▶ SELECTED EXTRACT:
The result was instant love, which surprised not only me, but Sandra as well. I'm not a fan of fruity wines (or of fruits, for that matter!). But this was a combination of red wine and fruit juices that made me tell Sandra that she should try this stuff. She did, and she loved it immediately as well. The next time I was at that restaurant, I ordered another pitcher. This time, it wasn't just Sandra and me. Her parents were there as well. Guess what? They loved the drink as much as we did.

After ordering it a few times, I figured that I was able to discern enough of the juices involved to make it at home. In my first try, I came up with the following formula of 8 parts burgundy wine, 4 parts orange juice, 2 parts apple juice, 1 part grape juice, and the juice of a lime (the key here is that each succeeding ingredient is about half as much as the preceding ingredient). To that, I added thin slices of apple, orange, two limes, and a bunch of Concord grapes. I added some ice to make an entire pitcher, and I had my own wonderful Sangria at home!

I've ordered Sangria elsewhere, including one of Sandra's and my favorite Mexican restaurants up here in New Hampshire. What I usually got was a pitcher of such utter sweetness that I couldn't even drink a single glass of it. I realized that I managed to catch lightning in a bottle when I first ordered it at Meson Olé, and have avoided ordering Sangria elsewhere.

I was still happy. I had my own recipe for Sangria, and I made it a lot back then, and every time I've visited Meson Olé, I've made it a point to order a pitcher of their wonderful elixir.

Last year, in 2008, a bunch of people I knew that were International Challenge Masters for Destination Imagination went with me to a place in Knoxville's Market Square named La Costa and had dinner. It was a Sunday, and they had their "liter of Sangria for half price Sunday" special. I ordered it, and was very impressed by it. It wasn't sickeningly sweet like the one I ordered in New Hampshire, but it wasn't exactly like the one I had at Meson Olé. There were some interesting spices in it. I loved it, and thought it was another perfect Sangria.

▶ SOURCE EXCERPT:

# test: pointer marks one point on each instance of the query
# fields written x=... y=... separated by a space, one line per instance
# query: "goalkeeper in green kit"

▶ WHAT YOU NEED TO DO:
Reproduce the passage of the sangria text above between "Last year, in" and "another perfect Sangria.", inclusive.

▶ THE RESPONSE:
Last year, in 2008, a bunch of people I knew that were International Challenge Masters for Destination Imagination went with me to a place in Knoxville's Market Square named La Costa and had dinner. It was a Sunday, and they had their "liter of Sangria for half price Sunday" special. I ordered it, and was very impressed by it. It wasn't sickeningly sweet like the one I ordered in New Hampshire, but it wasn't exactly like the one I had at Meson Olé. There were some interesting spices in it. I loved it, and thought it was another perfect Sangria.